> Written request: Return the entries word for word, starting at the line that contains "the wet pavement" and continuing through the last line of the entries.

Dataset rows showing where objects appear
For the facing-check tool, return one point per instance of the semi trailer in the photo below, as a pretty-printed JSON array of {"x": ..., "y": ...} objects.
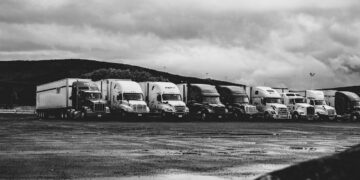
[
  {"x": 164, "y": 98},
  {"x": 237, "y": 102},
  {"x": 268, "y": 102},
  {"x": 203, "y": 101},
  {"x": 317, "y": 99},
  {"x": 347, "y": 104},
  {"x": 298, "y": 107},
  {"x": 70, "y": 98},
  {"x": 124, "y": 97}
]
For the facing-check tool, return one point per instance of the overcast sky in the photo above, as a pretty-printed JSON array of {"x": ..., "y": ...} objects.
[{"x": 256, "y": 42}]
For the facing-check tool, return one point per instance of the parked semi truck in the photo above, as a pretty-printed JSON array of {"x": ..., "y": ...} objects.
[
  {"x": 268, "y": 102},
  {"x": 164, "y": 98},
  {"x": 298, "y": 107},
  {"x": 203, "y": 101},
  {"x": 347, "y": 104},
  {"x": 317, "y": 99},
  {"x": 237, "y": 102},
  {"x": 70, "y": 98},
  {"x": 124, "y": 97}
]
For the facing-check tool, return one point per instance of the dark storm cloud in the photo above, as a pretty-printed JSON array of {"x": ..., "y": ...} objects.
[{"x": 273, "y": 42}]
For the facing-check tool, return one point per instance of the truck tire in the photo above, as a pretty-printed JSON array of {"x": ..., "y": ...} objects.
[
  {"x": 353, "y": 117},
  {"x": 123, "y": 115},
  {"x": 295, "y": 116},
  {"x": 267, "y": 116},
  {"x": 82, "y": 115},
  {"x": 238, "y": 116},
  {"x": 163, "y": 115},
  {"x": 203, "y": 116}
]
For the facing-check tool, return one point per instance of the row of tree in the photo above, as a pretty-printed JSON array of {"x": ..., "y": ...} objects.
[{"x": 112, "y": 73}]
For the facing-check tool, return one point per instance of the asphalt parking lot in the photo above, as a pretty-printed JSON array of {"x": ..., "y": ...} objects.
[{"x": 103, "y": 149}]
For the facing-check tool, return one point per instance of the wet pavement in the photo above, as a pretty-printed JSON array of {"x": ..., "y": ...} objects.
[{"x": 31, "y": 148}]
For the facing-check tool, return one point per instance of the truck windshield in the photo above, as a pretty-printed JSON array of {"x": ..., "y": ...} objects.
[
  {"x": 318, "y": 102},
  {"x": 298, "y": 100},
  {"x": 92, "y": 96},
  {"x": 171, "y": 97},
  {"x": 241, "y": 99},
  {"x": 133, "y": 96},
  {"x": 211, "y": 99},
  {"x": 273, "y": 100},
  {"x": 356, "y": 103}
]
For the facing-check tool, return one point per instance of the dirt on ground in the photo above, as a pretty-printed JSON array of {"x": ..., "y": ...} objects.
[{"x": 104, "y": 149}]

> Solution to the exercise:
For the facing-check tool, return one point per instance of the wet pavement in the photo above, as a pretty-printed JSON array of {"x": ..., "y": ...} objects.
[{"x": 31, "y": 148}]
For the facing-check tool, return one point per instance of the truck windshield in the photo above, as a pretty-printed JSON array of {"x": ..., "y": ...} objects.
[
  {"x": 318, "y": 102},
  {"x": 298, "y": 100},
  {"x": 92, "y": 96},
  {"x": 171, "y": 97},
  {"x": 241, "y": 99},
  {"x": 133, "y": 96},
  {"x": 211, "y": 99},
  {"x": 273, "y": 100},
  {"x": 356, "y": 103}
]
For the facing-check tool, return one point per instance of the dirt on ground in the photo above, as a pretty-printed JSON array of {"x": ..., "y": ...} objects.
[{"x": 104, "y": 149}]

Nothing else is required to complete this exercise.